(Dataset excerpts)
[Start of section]
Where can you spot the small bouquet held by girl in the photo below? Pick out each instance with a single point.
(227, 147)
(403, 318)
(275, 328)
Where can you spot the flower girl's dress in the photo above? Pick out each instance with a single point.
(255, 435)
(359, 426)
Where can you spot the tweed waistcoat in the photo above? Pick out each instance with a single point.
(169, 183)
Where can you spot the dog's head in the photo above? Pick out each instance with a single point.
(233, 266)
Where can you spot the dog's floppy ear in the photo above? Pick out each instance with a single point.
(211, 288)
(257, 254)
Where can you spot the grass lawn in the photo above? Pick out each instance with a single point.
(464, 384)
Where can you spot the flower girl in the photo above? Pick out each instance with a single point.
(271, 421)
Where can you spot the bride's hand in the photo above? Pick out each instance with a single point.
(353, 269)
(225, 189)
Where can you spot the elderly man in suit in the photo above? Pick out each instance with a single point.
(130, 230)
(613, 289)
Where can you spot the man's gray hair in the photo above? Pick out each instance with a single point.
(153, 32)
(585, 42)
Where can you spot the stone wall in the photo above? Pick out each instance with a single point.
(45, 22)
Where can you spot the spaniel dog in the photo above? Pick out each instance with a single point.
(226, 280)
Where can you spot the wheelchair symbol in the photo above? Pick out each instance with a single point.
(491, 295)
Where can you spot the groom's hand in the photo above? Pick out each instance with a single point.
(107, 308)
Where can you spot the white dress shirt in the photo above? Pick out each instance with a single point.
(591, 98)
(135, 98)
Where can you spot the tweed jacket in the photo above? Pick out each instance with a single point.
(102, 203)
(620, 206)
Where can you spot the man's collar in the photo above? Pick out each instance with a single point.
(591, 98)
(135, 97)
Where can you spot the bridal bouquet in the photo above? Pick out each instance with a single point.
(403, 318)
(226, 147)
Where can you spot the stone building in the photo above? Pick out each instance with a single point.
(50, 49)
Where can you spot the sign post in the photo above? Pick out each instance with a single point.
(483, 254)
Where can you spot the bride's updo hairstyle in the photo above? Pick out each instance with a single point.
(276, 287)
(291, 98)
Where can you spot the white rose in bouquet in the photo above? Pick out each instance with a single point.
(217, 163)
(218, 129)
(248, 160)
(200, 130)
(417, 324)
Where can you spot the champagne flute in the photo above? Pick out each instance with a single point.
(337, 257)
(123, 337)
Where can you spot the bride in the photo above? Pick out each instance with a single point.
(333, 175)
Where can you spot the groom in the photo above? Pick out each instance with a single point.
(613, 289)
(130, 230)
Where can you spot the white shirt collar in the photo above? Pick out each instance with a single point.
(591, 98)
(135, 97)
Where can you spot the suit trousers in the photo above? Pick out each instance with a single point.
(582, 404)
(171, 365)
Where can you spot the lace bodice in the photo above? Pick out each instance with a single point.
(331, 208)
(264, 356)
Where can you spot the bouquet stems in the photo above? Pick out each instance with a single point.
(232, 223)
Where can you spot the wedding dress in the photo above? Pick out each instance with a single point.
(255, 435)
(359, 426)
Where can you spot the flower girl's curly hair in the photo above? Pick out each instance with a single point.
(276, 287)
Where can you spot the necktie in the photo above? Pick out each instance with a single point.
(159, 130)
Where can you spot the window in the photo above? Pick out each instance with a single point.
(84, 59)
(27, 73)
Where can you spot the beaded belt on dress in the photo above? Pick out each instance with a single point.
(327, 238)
[End of section]
To do: Write out a word-for-word copy of every entry above.

Written solution:
Where can you spot the small bouquet held by girl in the photo below? Pick out each instance with a single point.
(227, 147)
(403, 318)
(275, 328)
Where can you spot the flower girl's dress in the photo above? Pick out each instance with a single point.
(255, 435)
(359, 426)
Where can you spot the tweed waistcoat in the photo above? Pick out each instance with a single point.
(169, 183)
Where can you spot the dog's head in the photo above? Pick out each instance with a single point.
(233, 266)
Where can you spot the dog's floppy ear in the photo above? Pick out each instance with a single point.
(211, 288)
(257, 254)
Where can you spot the grass lawn in the photo above? Pick out each instance with a single point.
(464, 384)
Where can you spot the flower girl in the photo above? Pick out each instance with a single point.
(271, 421)
Where can you spot the bride's hand in the photo above? Pick out each instance with a single point.
(353, 269)
(225, 189)
Where can you spot the elderly man in suit in the photo above? Pick out each instance with a single point.
(130, 230)
(613, 289)
Where can you spot the man's gray hair in the photo above? Pick out each instance with a single point.
(153, 32)
(585, 42)
Where can you spot the stone wall in the photo above? Pick out each instance with a single point.
(45, 22)
Where can you spot the spaniel dog in the photo above? Pick out each instance with a single point.
(226, 280)
Where can you spot the wheelchair symbol in the photo above? Pick out each instance with a single point.
(491, 295)
Where can you spot the groom's hand in the photo above? Pick out each instance with a single point.
(107, 308)
Where can you spot the white dress shirt in the photo above? Pick out each instance with a single point.
(591, 98)
(135, 98)
Where can you spot the tweed jacket in the photo above? Pick out each instance with a single point.
(102, 203)
(620, 206)
Where can you spot the man's collar in the photo above? Pick out each instance with a single point.
(591, 98)
(135, 97)
Where can you spot the bridal bouquet in the photo above? Pick out each instance with a single point.
(403, 318)
(226, 147)
Where can you spot the stone building in the photo above? Pick out each instance with a single point.
(50, 49)
Where can you spot the sign post in the photo above? Pick out each instance with a single point.
(483, 254)
Where can you spot the bride's updo hairstyle in the photo above? Pick out each instance with a single point.
(276, 287)
(291, 98)
Where can you spot the white rose in bouquet in the photo above? Pick out each instance with a single point.
(217, 163)
(218, 129)
(248, 160)
(200, 130)
(417, 324)
Where can you spot the champagne flute in the photo above? Pick out each instance with a single point.
(337, 257)
(123, 337)
Where can you spot the bride in the photo above? Pick out each instance with a single point.
(333, 175)
Where can you spot the groom in the photo above? Pick out each instance with a single point.
(613, 289)
(130, 230)
Where can you spot the white shirt collar in the photo above? Pick out each instance with a single point.
(591, 98)
(135, 97)
Where can you spot the suit trousers in the photo above? Pick out each instance with a single point.
(582, 404)
(171, 365)
Where can you spot the lace bodice in the photo above? Pick out each instance with a single point.
(331, 208)
(264, 356)
Where can you spot the bouquet stems in the photo above? Pick out each instance with a single point.
(232, 223)
Where can you spot the wedding dress in the photo above? Pick out each instance with a single point.
(255, 435)
(359, 426)
Where can you spot the flower girl's curly hair in the photo above? Pick out each instance with a single point.
(276, 287)
Where can you spot the necktie in the photo above? Pick out each instance with a single point.
(159, 130)
Where can you spot the window in the photo above? Pick out each instance with a single point.
(84, 59)
(27, 73)
Where can you spot the beaded belt on dress in the photo above? Pick out each instance with a single point.
(327, 238)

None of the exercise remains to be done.